- Problem description -
Render all of the data below as a numbered list, omitting any blank lines.

- Input records -
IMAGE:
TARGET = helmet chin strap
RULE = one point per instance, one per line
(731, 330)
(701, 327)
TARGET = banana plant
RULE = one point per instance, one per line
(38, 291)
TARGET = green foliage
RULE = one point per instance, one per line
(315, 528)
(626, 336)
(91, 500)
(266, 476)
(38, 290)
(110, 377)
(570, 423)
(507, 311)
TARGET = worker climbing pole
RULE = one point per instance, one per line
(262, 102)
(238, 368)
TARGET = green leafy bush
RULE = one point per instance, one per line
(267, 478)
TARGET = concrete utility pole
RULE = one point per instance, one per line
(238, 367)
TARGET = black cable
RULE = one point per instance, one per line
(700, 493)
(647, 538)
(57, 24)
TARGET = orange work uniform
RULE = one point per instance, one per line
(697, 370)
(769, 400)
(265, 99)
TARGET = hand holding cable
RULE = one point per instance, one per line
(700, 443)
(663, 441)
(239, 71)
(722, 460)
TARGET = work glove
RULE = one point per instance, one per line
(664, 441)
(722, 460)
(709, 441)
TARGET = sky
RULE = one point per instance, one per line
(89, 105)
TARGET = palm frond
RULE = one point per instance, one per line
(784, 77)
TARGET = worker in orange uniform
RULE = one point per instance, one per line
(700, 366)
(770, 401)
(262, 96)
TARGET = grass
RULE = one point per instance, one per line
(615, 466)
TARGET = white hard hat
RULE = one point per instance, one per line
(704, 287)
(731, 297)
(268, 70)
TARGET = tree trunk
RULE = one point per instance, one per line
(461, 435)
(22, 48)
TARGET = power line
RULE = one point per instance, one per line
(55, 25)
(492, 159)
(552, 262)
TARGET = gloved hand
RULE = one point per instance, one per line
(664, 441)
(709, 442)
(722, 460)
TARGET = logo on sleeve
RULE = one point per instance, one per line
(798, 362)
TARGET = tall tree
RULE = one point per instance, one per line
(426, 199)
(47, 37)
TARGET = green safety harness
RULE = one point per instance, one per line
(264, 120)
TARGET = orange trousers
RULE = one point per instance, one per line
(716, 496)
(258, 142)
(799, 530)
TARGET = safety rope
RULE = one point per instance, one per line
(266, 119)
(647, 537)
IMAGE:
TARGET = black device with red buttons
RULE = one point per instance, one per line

- Response -
1. IMAGE:
2. TARGET = helmet chin strap
3. RULE = one point per instance, one per line
4. (731, 330)
5. (701, 327)
6. TARGET = banana plant
7. RULE = one point per instance, one per line
8. (38, 291)
9. TARGET = green foliage
10. RULE = one point per instance, one per line
11. (315, 528)
12. (626, 336)
13. (91, 500)
14. (266, 476)
15. (38, 290)
16. (110, 377)
17. (570, 423)
18. (507, 311)
19. TARGET = worker climbing pole
20. RULE = one point per instance, one per line
21. (262, 102)
22. (238, 368)
23. TARGET = green leafy bush
24. RULE = one point per instance, one per line
25. (267, 478)
26. TARGET = concrete utility pole
27. RULE = one point per instance, one per line
28. (238, 367)
29. TARGET = black cable
30. RULE = one point per instance, one per line
31. (700, 493)
32. (647, 538)
33. (57, 24)
34. TARGET = orange work uniform
35. RULE = one point per instance, one per line
36. (697, 370)
37. (769, 400)
38. (265, 99)
39. TARGET = hand holding cable
40. RULE = one point per instance, one per line
41. (700, 443)
42. (663, 441)
43. (239, 71)
44. (722, 460)
45. TARGET = work glove
46. RULE = one point per instance, one per line
47. (664, 441)
48. (722, 460)
49. (709, 441)
50. TARGET = sky
51. RULE = one point per instance, one per line
52. (89, 105)
53. TARGET = palm frond
54. RULE = one point per instance, one per line
55. (784, 77)
56. TARGET = worker in orange uniform
57. RULE = one point per instance, one per line
58. (700, 366)
59. (770, 401)
60. (262, 96)
61. TARGET = grass
62. RULE = one point per instance, one per line
63. (615, 466)
64. TARGET = white hard hat
65. RULE = one point per instance, one per line
66. (704, 287)
67. (731, 297)
68. (268, 70)
69. TARGET = tree trunk
70. RULE = one point per instance, one per line
71. (461, 435)
72. (22, 48)
73. TARGET = power line
74. RULE = one point per instance, one per line
75. (55, 25)
76. (492, 159)
77. (552, 262)
78. TARGET = gloved hand
79. RULE = one point per instance, one per line
80. (664, 441)
81. (709, 442)
82. (722, 460)
83. TARGET = logo on sleeve
84. RULE = one point per instance, one per line
85. (798, 362)
86. TARGET = tall tree
87. RULE = one point per instance, one per line
88. (426, 199)
89. (47, 37)
90. TARGET = green safety harness
91. RULE = one point per instance, one per line
92. (264, 120)
93. TARGET = orange trousers
94. RULE = one point per instance, one per line
95. (716, 496)
96. (258, 142)
97. (799, 530)
98. TARGET = safety rope
99. RULE = one point per instance, one per line
100. (266, 119)
101. (647, 537)
102. IMAGE:
103. TARGET = black device with red buttons
104. RULE = one point per instance, one per line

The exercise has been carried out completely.